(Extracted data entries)
☆ ☆ ☆ ☆ ☆
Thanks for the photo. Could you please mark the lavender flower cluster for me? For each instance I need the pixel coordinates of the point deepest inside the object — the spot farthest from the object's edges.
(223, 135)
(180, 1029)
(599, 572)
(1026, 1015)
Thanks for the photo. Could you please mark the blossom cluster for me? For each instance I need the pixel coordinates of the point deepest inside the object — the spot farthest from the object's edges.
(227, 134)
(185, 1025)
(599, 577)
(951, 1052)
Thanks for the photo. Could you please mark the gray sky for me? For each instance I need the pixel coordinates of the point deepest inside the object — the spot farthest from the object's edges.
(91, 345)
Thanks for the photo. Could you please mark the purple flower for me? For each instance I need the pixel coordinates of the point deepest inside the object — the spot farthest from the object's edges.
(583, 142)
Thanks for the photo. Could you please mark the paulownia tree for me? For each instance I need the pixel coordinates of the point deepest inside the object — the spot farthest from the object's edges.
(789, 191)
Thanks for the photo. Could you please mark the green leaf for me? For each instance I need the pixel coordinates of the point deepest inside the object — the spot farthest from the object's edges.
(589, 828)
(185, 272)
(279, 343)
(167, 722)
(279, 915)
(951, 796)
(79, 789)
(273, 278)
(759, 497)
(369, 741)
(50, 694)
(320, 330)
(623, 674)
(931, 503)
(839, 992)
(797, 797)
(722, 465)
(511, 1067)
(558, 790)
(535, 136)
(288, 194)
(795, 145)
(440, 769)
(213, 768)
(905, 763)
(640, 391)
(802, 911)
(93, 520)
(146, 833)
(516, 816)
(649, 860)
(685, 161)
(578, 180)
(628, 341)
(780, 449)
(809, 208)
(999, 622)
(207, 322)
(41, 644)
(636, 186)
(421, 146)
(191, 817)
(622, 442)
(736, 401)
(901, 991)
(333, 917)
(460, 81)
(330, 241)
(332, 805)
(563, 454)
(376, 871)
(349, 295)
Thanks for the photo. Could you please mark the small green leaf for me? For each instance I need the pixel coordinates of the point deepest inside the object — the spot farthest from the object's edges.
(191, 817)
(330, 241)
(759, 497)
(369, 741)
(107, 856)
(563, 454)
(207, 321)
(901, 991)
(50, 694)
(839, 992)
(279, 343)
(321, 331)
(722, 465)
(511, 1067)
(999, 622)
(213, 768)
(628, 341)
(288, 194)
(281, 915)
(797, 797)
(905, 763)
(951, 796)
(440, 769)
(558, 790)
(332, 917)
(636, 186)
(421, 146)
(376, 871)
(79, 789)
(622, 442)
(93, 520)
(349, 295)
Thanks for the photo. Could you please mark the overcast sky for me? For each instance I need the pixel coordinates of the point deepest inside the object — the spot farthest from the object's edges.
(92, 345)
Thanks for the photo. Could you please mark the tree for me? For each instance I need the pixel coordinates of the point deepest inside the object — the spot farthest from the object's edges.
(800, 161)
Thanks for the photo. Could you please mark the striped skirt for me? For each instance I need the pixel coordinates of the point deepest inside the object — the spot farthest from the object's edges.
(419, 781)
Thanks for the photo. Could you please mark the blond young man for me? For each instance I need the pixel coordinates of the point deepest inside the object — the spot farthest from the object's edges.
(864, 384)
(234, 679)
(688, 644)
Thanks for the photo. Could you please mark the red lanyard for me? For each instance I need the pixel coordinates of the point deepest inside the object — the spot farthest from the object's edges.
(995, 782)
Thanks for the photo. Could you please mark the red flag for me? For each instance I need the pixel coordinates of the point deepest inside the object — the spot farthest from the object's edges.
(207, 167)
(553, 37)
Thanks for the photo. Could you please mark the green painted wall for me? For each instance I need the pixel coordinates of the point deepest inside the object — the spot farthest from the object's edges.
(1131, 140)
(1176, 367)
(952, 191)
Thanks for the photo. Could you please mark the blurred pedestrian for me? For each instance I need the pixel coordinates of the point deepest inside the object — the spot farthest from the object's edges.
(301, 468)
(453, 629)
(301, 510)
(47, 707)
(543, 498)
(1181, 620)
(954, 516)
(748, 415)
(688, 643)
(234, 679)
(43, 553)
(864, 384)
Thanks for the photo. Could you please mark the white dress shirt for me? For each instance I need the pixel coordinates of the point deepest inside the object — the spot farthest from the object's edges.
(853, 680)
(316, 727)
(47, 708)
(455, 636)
☆ ☆ ☆ ☆ ☆
→ Goal of the exercise: Your task is to retype, exactly and only, the lines from the one with "Thanks for the photo. Could you please mark the blurred" through the final line above.

→ Result of the task:
Thanks for the photo. Could you please mark the blurred pedestrian for me? For each instance I need the pixel coordinates of the point deepest inside the object — the spot farthest from the object's edges.
(301, 468)
(453, 629)
(301, 510)
(47, 707)
(543, 498)
(1181, 620)
(954, 516)
(748, 415)
(688, 643)
(234, 679)
(43, 553)
(864, 384)
Thanks for the photo. Could you please mark the white dress shirt for me? For each instance I need the pixel coordinates of the point deepest inside the object — the spot farthest from the object's edges.
(853, 680)
(316, 727)
(47, 708)
(455, 636)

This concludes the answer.